- Point localization data
::::
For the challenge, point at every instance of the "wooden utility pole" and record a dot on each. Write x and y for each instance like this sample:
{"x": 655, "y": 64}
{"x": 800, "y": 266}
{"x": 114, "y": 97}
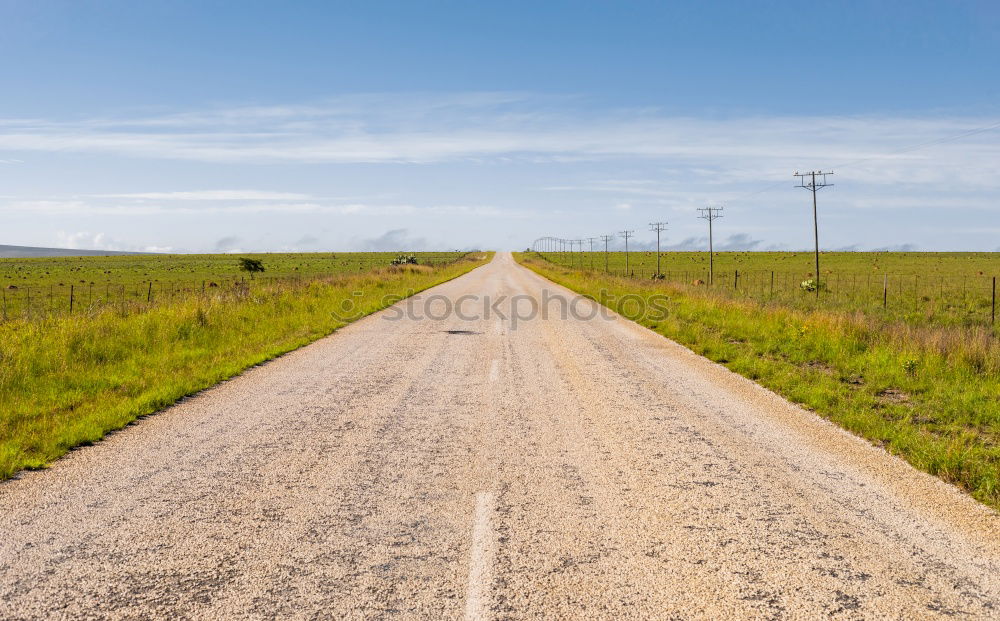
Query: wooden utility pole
{"x": 710, "y": 214}
{"x": 626, "y": 235}
{"x": 814, "y": 186}
{"x": 658, "y": 227}
{"x": 591, "y": 240}
{"x": 606, "y": 239}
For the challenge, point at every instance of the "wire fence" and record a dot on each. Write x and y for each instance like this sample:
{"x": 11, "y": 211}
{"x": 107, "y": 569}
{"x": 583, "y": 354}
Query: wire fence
{"x": 40, "y": 301}
{"x": 958, "y": 300}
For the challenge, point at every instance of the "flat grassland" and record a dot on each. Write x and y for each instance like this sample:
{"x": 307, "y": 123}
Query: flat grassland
{"x": 923, "y": 384}
{"x": 916, "y": 287}
{"x": 67, "y": 379}
{"x": 45, "y": 285}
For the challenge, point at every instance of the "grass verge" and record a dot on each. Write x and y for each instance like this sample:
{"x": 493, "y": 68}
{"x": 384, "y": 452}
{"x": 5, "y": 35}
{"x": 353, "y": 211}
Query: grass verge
{"x": 930, "y": 394}
{"x": 67, "y": 381}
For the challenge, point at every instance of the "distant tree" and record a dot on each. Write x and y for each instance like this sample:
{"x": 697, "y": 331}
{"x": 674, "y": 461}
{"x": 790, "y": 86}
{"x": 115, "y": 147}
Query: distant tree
{"x": 251, "y": 265}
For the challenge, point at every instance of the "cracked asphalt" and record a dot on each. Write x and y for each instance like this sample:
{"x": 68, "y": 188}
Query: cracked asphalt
{"x": 448, "y": 468}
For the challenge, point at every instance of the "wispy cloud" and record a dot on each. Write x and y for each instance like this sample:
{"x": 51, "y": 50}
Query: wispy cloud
{"x": 395, "y": 239}
{"x": 212, "y": 195}
{"x": 495, "y": 126}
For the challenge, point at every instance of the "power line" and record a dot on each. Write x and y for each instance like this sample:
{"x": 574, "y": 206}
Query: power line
{"x": 658, "y": 227}
{"x": 626, "y": 235}
{"x": 710, "y": 214}
{"x": 814, "y": 186}
{"x": 606, "y": 239}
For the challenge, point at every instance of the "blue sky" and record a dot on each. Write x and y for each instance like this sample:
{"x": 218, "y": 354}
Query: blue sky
{"x": 238, "y": 126}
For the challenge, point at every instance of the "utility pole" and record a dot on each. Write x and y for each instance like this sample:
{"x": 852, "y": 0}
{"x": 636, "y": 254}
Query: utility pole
{"x": 658, "y": 227}
{"x": 591, "y": 240}
{"x": 710, "y": 213}
{"x": 606, "y": 239}
{"x": 814, "y": 186}
{"x": 626, "y": 235}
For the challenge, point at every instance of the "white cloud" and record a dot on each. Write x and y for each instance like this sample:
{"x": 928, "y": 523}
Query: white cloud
{"x": 212, "y": 195}
{"x": 517, "y": 127}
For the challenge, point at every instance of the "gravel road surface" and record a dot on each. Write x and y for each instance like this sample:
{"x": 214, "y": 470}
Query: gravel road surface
{"x": 473, "y": 467}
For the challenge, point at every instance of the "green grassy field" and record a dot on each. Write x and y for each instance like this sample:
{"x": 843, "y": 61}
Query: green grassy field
{"x": 918, "y": 287}
{"x": 929, "y": 392}
{"x": 44, "y": 285}
{"x": 67, "y": 379}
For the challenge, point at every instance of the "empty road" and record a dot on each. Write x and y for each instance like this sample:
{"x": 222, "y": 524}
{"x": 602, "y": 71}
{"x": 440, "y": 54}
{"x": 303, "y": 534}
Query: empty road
{"x": 470, "y": 467}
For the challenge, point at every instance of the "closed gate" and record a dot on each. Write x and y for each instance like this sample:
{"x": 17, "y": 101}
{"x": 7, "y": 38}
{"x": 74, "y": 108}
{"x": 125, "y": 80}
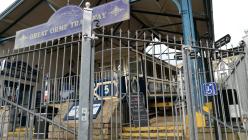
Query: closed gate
{"x": 146, "y": 86}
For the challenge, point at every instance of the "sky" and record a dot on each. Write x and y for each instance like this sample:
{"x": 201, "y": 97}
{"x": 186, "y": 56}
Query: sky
{"x": 230, "y": 17}
{"x": 4, "y": 4}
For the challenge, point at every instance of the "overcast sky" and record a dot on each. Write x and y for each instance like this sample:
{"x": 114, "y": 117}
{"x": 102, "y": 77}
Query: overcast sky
{"x": 230, "y": 17}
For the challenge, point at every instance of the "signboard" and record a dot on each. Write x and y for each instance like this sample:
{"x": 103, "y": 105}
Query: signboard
{"x": 209, "y": 89}
{"x": 223, "y": 41}
{"x": 104, "y": 88}
{"x": 18, "y": 69}
{"x": 68, "y": 20}
{"x": 73, "y": 113}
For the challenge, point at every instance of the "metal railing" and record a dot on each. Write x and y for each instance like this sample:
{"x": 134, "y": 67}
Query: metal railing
{"x": 146, "y": 86}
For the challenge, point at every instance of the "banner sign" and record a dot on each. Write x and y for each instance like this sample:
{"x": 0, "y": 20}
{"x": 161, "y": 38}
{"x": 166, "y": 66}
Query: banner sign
{"x": 68, "y": 20}
{"x": 18, "y": 69}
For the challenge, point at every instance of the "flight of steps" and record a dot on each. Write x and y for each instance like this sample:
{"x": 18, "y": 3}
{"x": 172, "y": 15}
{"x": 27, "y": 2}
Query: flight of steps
{"x": 138, "y": 109}
{"x": 160, "y": 132}
{"x": 21, "y": 133}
::::
- Exercise brief
The records above should be reproduced exactly, with the pictures omitted.

- Response to the exercise
For the challenge, point at every instance of the "wooden utility pole" and record a dot on each. Write x and y for each instance like this sample:
{"x": 655, "y": 64}
{"x": 800, "y": 266}
{"x": 114, "y": 97}
Query: wooden utility pole
{"x": 710, "y": 214}
{"x": 626, "y": 235}
{"x": 814, "y": 186}
{"x": 658, "y": 227}
{"x": 591, "y": 240}
{"x": 606, "y": 239}
For the challenge, point at every instance of the "wire fence" and record a dot on each. Write x and y for each instance like this sample:
{"x": 11, "y": 211}
{"x": 107, "y": 569}
{"x": 583, "y": 354}
Query: wire fence
{"x": 40, "y": 301}
{"x": 958, "y": 300}
For the challenge, point at every instance of the "flat grassland" and record a dot on each. Write x and y for each instance like this sample:
{"x": 307, "y": 123}
Query: flat grassland
{"x": 923, "y": 384}
{"x": 916, "y": 287}
{"x": 67, "y": 379}
{"x": 45, "y": 285}
For the challenge, point at every instance of the "grass verge" and record a dot on each. Write x and y for each instance like this sample:
{"x": 493, "y": 68}
{"x": 384, "y": 452}
{"x": 5, "y": 35}
{"x": 353, "y": 211}
Query: grass verge
{"x": 930, "y": 394}
{"x": 67, "y": 381}
For the challenge, point at every instance of the "distant tree" and record a dot on each. Write x and y for each instance like this sample:
{"x": 697, "y": 331}
{"x": 674, "y": 461}
{"x": 790, "y": 86}
{"x": 115, "y": 147}
Query: distant tree
{"x": 251, "y": 265}
For the challenge, point at every instance of the "cracked asphalt" and record a dot on each. Write x and y for each instance like this sample:
{"x": 68, "y": 188}
Query: cracked asphalt
{"x": 448, "y": 468}
For the challenge, point at every instance of the "wispy cloud" and record a dot on each. Write x and y for each instance like this sample:
{"x": 51, "y": 50}
Query: wispy cloud
{"x": 395, "y": 239}
{"x": 212, "y": 195}
{"x": 495, "y": 126}
For the challenge, point at every instance of the "power line" and record a dot on each. Write x and y for each instance like this sample:
{"x": 574, "y": 206}
Query: power line
{"x": 658, "y": 227}
{"x": 626, "y": 235}
{"x": 710, "y": 214}
{"x": 814, "y": 186}
{"x": 606, "y": 239}
For the challenge, point at every instance of the "blue sky" and record a dot on each. Write x and y for each instance like this sample:
{"x": 218, "y": 354}
Query: blue sky
{"x": 238, "y": 126}
For the challenge, point at every instance of the "utility pole" and record a dot on each. Write x and y for each instance like this sample:
{"x": 852, "y": 0}
{"x": 636, "y": 254}
Query: utility pole
{"x": 658, "y": 227}
{"x": 591, "y": 240}
{"x": 710, "y": 213}
{"x": 606, "y": 239}
{"x": 814, "y": 186}
{"x": 626, "y": 235}
For the challenge, point at every instance of the "white cloud" and record a dot on each. Write x and y for each instance like this sample:
{"x": 928, "y": 523}
Query: white cloud
{"x": 212, "y": 195}
{"x": 517, "y": 127}
For the challenge, point at every instance of the "gravel road surface" and record a dot on each. Write x and y for each instance like this sample:
{"x": 214, "y": 470}
Query: gravel road surface
{"x": 473, "y": 467}
For the challenge, point at every instance of the "green grassy field" and record a dot on each. Write x and y for each instance like this sample:
{"x": 843, "y": 61}
Query: green grassy field
{"x": 918, "y": 287}
{"x": 929, "y": 392}
{"x": 44, "y": 285}
{"x": 67, "y": 379}
For the challenge, point at every instance of the "empty road" and record a dot on each. Write x and y for each instance like this sample:
{"x": 222, "y": 524}
{"x": 602, "y": 71}
{"x": 440, "y": 54}
{"x": 303, "y": 534}
Query: empty road
{"x": 470, "y": 467}
For the challenge, point at every instance of the "closed gate" and record a dot on each. Write x and y for each instance like this sample:
{"x": 17, "y": 101}
{"x": 7, "y": 38}
{"x": 74, "y": 108}
{"x": 125, "y": 80}
Query: closed gate
{"x": 146, "y": 86}
For the challenge, point at every instance of the "sky" and record a dot on each. Write x and y for each instance like this sample:
{"x": 201, "y": 97}
{"x": 186, "y": 56}
Query: sky
{"x": 230, "y": 17}
{"x": 4, "y": 4}
For the challenge, point at every instance of the "overcast sky" and record a dot on each. Write x and y for each instance like this sample:
{"x": 114, "y": 117}
{"x": 102, "y": 77}
Query: overcast sky
{"x": 230, "y": 17}
For the challenge, point at every instance of the "signboard" and record a dot on each. Write x and y for each instance like this sample:
{"x": 103, "y": 105}
Query: signboard
{"x": 209, "y": 89}
{"x": 223, "y": 41}
{"x": 104, "y": 88}
{"x": 18, "y": 69}
{"x": 68, "y": 20}
{"x": 73, "y": 113}
For the challenge, point at every instance of the "metal railing" and record a dot on each. Write x and y for each instance like this sample:
{"x": 134, "y": 67}
Query: metal railing
{"x": 146, "y": 86}
For the challenge, point at every instance of the "banner sign" and record a dot on each. Write x and y for each instance like this sample:
{"x": 0, "y": 20}
{"x": 161, "y": 38}
{"x": 166, "y": 66}
Query: banner sign
{"x": 68, "y": 20}
{"x": 18, "y": 69}
For the challenge, point at every instance of the "flight of steps" and record a dot on each. Write x and y for each instance like this sample:
{"x": 18, "y": 3}
{"x": 172, "y": 15}
{"x": 27, "y": 2}
Query: flight of steps
{"x": 138, "y": 109}
{"x": 160, "y": 132}
{"x": 21, "y": 133}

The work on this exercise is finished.